▶ TASK A
Copy out every line of the rows that contains the string "wheel", matching case exactly.

▶ SOURCE TEXT
Education

Where community and campus collide

Fanshawe’s new purpose-built Innovation Village connects students and faculty with industry and community to drive collaboration and tackle societal challenges

Photo: Located in the heart of Fanshawe’s Oxford Street campus, Innovation Village is designed to foster collaboration between industry, community, students and faculty

GONE ARE THE days in which public colleges could stand apart from the wider innovation economy. Be it tech, ­manufacturing or the social sectors, today’s colleges see their role as one integrated into the economy at large. And to do that, schools like Fanshawe College are making big investments in facilities meant to incubate and foster the innovation flow.

Click here to view this article in magazine format

“Innovation Village is Fanshawe’s $58-million ­investment in our innovation future,” explains the school’s chief innovation and open assets officer Simon Trevarthen. “We have a vision and a roadmap to be the college leader in innovation, and Innovation Village is really the place where a lot of that happens. It’s a space for collaboration and ­creativity, and where imaginations can have no bounds.”

Story Continues Below

 

A 95,000-square-foot physical and virtual hub, Innovation Village is centrally located at the heart of Fanshawe’s Oxford Street campus. The building includes the Diane Blake Centre for Excellence in Extended Reality, more than a dozen collaboration rooms, media and applied research labs, two makerspaces, the Leap Junction student business incubator, the Indigenous-focused Kalihwíyo Circle, the Canada Life Village Square and Forwell Hall, a new concert and event space. Designed by Toronto-based architects Diamond Schmitt and built by London’s D. Grant Construction, it was financially supported by FedDev Ontario as well as the city and the Fanshawe Student Union.

That’s what Innovation Village is. What, then, do school officials hope it achieves? Trevarthen says Innovation Village is, in some sense, a capstone on how the college has committed to applied and experiential learning.

“Most of our faculty are working in their respective fields, so it’s a place to bring industry and community partners together to solve community problems, be they around questions of social innovation, business challenges or ­sustainability challenges.”

(Photo object pointing rows)

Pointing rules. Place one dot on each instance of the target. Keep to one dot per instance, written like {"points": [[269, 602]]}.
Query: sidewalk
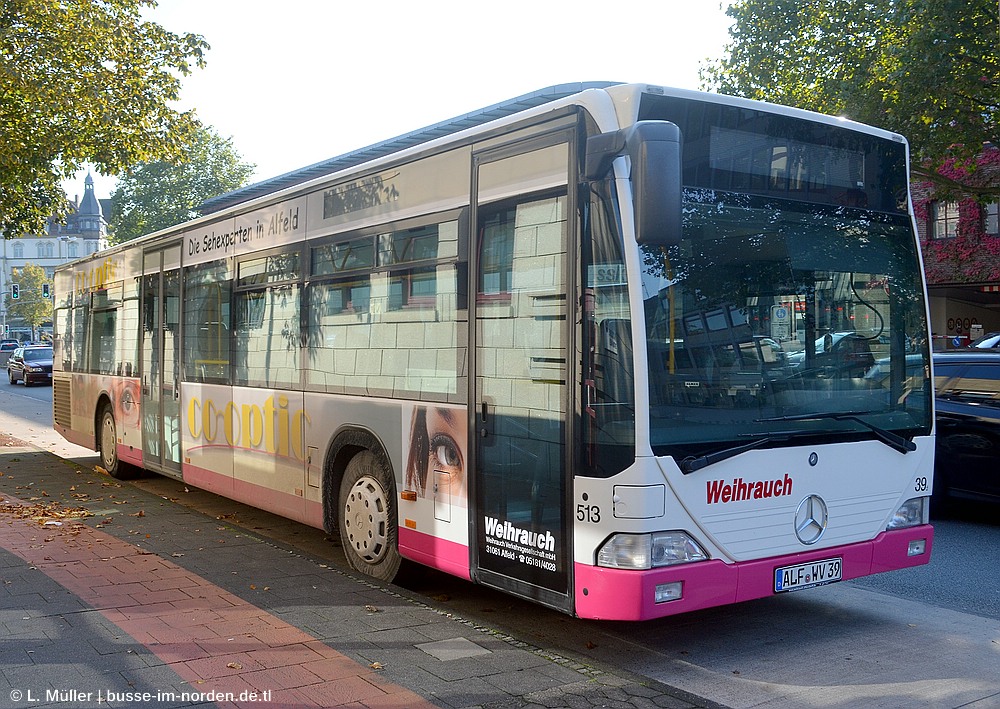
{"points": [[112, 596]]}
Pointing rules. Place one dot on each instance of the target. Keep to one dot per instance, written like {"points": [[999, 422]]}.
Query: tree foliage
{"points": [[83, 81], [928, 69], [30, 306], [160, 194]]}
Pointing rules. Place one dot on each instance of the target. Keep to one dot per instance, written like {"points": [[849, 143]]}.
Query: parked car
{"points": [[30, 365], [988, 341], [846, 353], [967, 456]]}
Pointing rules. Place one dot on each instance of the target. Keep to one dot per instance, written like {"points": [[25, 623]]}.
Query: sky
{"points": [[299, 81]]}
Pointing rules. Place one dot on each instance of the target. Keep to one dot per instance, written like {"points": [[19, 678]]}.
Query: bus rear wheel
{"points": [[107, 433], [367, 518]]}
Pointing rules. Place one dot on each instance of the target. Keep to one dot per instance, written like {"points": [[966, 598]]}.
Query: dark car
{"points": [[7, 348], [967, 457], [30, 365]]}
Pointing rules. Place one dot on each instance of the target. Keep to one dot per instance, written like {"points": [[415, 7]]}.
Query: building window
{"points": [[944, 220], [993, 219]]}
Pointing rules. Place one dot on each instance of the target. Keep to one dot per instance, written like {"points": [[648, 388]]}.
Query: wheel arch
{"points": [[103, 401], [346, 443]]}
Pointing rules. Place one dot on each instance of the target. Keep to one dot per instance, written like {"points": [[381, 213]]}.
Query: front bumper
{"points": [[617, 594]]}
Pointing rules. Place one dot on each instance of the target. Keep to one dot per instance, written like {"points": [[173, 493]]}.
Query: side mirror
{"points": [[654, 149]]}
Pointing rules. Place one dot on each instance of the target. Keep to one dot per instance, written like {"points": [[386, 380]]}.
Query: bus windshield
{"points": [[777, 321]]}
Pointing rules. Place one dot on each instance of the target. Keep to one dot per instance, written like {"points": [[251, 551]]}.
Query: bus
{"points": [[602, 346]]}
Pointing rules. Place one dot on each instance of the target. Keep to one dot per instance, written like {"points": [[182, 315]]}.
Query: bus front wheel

▶ TASK B
Return the passage of the Innovation Village article from "A 95,000-square-foot physical" to "Fanshawe Student Union.", word for word.

▶ FINAL ANSWER A
Query: bus rear wheel
Query: wheel arch
Query: bus front wheel

▶ FINAL ANSWER B
A 95,000-square-foot physical and virtual hub, Innovation Village is centrally located at the heart of Fanshawe’s Oxford Street campus. The building includes the Diane Blake Centre for Excellence in Extended Reality, more than a dozen collaboration rooms, media and applied research labs, two makerspaces, the Leap Junction student business incubator, the Indigenous-focused Kalihwíyo Circle, the Canada Life Village Square and Forwell Hall, a new concert and event space. Designed by Toronto-based architects Diamond Schmitt and built by London’s D. Grant Construction, it was financially supported by FedDev Ontario as well as the city and the Fanshawe Student Union.